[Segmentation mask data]
==*==
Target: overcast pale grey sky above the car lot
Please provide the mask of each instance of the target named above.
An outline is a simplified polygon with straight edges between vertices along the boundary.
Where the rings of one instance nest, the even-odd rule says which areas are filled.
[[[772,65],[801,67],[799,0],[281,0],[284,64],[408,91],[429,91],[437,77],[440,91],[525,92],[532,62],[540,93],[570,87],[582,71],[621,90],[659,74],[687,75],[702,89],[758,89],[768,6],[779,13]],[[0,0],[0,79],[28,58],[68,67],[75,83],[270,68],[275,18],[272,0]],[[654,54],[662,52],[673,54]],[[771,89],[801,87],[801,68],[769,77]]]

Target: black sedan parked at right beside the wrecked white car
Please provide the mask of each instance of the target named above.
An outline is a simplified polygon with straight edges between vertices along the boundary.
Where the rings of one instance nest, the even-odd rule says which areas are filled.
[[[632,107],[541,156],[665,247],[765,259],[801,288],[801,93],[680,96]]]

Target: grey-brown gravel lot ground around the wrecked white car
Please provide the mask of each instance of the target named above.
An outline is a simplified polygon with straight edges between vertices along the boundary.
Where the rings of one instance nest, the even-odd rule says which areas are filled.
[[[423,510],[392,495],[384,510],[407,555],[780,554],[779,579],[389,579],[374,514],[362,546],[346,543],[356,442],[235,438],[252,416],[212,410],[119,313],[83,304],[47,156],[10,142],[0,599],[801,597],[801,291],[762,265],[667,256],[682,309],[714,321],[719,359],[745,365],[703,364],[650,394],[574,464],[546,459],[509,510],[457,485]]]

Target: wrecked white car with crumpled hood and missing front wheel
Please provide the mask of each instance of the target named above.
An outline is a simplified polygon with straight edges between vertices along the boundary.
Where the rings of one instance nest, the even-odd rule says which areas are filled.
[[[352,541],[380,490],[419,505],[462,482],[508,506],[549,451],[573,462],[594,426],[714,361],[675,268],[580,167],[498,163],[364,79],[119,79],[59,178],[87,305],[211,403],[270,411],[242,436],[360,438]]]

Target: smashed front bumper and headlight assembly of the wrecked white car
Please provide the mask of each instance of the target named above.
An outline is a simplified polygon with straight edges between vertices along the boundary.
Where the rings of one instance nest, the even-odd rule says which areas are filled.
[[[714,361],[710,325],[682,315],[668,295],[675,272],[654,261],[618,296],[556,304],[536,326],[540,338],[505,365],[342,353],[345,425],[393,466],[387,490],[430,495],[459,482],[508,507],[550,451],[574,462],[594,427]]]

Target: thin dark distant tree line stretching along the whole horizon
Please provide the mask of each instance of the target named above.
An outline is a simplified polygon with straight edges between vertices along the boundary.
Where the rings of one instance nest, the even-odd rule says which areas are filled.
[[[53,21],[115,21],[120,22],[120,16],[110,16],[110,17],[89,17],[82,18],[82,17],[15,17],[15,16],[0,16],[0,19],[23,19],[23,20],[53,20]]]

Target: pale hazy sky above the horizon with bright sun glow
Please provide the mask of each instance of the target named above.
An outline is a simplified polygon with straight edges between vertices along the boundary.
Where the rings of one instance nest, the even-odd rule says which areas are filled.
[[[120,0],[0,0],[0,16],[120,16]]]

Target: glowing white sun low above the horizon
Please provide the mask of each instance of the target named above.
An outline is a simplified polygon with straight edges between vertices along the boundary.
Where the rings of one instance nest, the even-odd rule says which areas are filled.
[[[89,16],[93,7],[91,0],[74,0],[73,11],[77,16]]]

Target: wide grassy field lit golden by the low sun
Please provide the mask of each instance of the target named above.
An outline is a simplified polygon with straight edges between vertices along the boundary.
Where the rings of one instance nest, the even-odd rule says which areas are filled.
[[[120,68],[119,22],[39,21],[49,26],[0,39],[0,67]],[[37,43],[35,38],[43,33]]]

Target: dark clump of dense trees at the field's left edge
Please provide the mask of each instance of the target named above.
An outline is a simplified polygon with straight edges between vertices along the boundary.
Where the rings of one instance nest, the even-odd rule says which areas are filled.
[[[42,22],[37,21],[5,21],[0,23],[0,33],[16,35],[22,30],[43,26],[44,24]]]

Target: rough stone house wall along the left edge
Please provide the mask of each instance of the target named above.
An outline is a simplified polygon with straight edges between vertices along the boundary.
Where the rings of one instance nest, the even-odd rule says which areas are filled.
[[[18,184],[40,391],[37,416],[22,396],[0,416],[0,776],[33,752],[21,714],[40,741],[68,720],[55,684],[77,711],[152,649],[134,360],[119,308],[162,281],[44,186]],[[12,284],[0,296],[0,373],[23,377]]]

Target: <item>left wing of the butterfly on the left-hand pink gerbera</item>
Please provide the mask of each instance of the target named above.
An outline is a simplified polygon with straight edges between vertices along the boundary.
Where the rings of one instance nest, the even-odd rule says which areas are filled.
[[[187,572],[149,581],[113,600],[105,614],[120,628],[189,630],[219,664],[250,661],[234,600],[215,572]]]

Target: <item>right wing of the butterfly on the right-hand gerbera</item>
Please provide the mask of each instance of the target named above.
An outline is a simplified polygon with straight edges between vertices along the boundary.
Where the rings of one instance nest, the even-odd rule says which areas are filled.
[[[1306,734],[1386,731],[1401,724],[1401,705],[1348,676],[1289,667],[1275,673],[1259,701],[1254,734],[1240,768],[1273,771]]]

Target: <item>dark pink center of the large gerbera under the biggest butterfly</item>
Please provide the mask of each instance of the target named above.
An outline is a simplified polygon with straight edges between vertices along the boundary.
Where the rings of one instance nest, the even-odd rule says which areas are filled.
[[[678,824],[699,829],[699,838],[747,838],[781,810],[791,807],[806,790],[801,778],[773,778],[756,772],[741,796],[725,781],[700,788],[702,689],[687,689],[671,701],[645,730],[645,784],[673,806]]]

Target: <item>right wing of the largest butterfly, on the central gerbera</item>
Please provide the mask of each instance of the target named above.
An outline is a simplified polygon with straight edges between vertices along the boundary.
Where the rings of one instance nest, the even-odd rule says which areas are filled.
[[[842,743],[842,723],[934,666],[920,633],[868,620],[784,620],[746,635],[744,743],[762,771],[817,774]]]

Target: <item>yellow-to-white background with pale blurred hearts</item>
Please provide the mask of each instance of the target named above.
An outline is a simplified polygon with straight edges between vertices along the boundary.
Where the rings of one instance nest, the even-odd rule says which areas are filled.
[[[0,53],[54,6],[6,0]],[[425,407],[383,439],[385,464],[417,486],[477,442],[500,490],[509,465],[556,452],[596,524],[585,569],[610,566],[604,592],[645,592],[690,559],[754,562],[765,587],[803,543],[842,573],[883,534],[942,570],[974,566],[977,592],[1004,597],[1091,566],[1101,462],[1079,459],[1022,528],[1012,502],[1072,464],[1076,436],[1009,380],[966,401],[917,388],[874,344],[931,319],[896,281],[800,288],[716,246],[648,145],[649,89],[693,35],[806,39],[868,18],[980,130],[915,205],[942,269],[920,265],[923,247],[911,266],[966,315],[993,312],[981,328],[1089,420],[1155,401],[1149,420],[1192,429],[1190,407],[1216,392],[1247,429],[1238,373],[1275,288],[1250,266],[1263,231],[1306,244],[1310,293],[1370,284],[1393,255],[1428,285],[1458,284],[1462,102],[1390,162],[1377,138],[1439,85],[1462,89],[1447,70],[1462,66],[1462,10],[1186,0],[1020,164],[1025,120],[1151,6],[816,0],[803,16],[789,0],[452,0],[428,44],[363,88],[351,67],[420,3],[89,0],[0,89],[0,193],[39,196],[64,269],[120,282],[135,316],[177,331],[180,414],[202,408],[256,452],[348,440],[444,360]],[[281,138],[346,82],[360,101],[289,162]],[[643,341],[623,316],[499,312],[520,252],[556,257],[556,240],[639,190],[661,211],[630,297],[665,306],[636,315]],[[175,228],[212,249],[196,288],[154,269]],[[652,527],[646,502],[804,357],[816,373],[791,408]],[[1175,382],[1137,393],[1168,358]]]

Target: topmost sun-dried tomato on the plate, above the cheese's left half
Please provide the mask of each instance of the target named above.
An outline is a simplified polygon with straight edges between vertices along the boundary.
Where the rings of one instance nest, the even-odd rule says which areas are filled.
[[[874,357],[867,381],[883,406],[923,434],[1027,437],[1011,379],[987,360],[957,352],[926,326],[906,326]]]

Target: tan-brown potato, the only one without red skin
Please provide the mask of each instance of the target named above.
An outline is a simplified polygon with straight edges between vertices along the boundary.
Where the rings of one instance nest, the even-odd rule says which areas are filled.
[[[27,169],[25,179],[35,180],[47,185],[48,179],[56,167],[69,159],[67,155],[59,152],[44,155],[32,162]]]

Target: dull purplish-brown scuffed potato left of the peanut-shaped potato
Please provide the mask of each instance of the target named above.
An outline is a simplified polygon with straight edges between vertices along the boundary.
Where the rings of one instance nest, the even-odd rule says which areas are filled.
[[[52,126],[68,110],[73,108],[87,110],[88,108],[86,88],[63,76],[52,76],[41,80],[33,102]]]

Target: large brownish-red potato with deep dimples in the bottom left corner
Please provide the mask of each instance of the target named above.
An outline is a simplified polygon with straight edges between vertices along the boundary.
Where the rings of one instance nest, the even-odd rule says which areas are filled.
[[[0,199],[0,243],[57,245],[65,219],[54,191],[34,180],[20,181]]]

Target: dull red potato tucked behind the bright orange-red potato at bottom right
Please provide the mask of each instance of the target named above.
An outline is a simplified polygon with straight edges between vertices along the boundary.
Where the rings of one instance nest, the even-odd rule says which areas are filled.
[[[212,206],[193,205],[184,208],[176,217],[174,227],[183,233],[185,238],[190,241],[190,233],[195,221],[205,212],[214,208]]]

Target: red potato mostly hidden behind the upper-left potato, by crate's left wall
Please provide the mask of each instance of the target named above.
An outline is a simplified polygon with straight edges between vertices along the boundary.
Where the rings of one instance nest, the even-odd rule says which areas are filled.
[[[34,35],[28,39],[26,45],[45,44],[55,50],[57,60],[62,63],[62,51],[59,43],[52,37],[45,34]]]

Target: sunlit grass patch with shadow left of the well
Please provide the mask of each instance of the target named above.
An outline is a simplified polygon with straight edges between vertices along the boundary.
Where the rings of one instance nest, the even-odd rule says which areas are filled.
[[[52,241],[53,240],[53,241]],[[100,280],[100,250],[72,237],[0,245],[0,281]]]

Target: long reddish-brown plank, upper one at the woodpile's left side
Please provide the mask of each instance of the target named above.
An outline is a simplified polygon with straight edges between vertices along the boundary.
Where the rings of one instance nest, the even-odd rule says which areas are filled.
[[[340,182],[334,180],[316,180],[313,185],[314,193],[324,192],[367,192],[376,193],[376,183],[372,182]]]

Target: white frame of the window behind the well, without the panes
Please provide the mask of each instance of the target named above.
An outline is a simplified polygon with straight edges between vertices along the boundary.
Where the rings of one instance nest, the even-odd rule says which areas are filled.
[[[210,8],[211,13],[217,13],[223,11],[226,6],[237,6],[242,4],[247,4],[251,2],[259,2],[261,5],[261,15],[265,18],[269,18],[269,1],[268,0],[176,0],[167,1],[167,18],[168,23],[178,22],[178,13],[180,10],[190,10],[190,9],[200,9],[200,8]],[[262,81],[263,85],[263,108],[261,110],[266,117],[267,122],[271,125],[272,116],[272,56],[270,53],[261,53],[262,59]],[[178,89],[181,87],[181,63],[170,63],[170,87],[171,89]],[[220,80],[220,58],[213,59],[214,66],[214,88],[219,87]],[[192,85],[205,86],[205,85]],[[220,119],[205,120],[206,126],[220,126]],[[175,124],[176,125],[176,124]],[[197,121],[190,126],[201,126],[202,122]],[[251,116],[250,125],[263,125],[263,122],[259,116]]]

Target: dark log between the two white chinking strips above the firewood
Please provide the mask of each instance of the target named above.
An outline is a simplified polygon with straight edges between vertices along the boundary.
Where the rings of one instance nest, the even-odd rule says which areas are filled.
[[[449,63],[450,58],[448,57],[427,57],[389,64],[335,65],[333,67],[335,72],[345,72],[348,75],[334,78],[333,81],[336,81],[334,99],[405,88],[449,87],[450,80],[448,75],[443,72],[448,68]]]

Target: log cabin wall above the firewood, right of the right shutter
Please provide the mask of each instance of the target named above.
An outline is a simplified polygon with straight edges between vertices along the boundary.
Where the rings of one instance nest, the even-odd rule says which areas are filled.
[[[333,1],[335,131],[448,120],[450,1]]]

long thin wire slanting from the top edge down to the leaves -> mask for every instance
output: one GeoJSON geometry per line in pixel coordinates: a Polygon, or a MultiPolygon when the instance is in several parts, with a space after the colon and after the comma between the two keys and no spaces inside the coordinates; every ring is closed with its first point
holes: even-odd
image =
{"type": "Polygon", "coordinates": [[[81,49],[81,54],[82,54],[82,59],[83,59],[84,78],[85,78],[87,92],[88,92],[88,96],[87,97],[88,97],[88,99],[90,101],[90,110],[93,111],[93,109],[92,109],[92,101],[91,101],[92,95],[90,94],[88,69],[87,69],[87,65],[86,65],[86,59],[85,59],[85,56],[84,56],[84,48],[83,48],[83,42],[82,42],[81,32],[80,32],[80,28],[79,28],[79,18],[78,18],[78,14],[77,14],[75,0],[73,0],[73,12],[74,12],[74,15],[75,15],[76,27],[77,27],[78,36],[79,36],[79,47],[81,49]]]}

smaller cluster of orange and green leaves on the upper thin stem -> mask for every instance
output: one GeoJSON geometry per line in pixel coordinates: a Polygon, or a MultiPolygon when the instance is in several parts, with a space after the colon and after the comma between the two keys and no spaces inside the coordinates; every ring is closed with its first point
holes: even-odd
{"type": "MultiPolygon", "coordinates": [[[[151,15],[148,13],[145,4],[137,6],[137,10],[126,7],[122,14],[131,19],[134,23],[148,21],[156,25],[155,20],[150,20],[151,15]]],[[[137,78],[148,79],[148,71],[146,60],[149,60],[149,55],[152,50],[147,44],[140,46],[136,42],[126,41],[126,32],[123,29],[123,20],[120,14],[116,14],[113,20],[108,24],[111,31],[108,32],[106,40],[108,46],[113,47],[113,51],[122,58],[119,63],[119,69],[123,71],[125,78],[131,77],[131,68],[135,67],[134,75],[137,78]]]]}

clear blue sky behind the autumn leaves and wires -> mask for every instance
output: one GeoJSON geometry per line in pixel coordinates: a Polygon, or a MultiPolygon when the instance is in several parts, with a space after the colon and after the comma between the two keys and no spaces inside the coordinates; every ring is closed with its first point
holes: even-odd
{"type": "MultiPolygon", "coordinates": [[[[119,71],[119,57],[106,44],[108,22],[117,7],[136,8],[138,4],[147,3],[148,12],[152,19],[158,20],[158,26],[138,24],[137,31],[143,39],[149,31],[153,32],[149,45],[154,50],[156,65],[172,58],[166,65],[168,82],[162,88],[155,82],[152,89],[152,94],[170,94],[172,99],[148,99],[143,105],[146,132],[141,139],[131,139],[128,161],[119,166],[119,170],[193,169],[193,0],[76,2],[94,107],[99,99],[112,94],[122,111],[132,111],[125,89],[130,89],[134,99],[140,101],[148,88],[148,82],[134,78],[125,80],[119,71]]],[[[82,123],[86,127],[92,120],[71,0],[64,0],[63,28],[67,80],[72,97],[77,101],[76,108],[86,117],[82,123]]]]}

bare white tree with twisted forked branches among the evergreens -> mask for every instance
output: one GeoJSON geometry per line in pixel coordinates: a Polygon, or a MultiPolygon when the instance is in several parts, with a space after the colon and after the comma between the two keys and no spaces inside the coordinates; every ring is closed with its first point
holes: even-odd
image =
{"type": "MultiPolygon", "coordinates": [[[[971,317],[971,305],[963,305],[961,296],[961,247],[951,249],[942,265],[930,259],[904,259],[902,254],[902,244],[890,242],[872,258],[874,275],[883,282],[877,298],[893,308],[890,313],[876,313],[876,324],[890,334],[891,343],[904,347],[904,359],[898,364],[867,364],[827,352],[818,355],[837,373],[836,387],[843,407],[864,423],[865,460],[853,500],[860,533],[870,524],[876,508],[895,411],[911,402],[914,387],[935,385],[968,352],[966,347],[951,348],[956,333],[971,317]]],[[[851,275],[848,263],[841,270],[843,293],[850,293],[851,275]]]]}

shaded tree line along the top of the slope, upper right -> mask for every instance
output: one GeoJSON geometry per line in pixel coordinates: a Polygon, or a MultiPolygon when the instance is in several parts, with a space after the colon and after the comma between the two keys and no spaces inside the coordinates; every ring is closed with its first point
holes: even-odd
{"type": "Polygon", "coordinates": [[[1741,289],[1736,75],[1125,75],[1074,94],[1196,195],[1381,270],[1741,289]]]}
==*==
** ACTIVITY **
The lines that mention the word "upper" should be pulled from the records above.

** ANSWER SPACE **
Target: red potato mostly hidden behind the upper-left potato, by crate's left wall
Target: long reddish-brown plank, upper one at the woodpile's left side
smaller cluster of orange and green leaves on the upper thin stem -> mask for every instance
shaded tree line along the top of the slope, upper right -> mask for every instance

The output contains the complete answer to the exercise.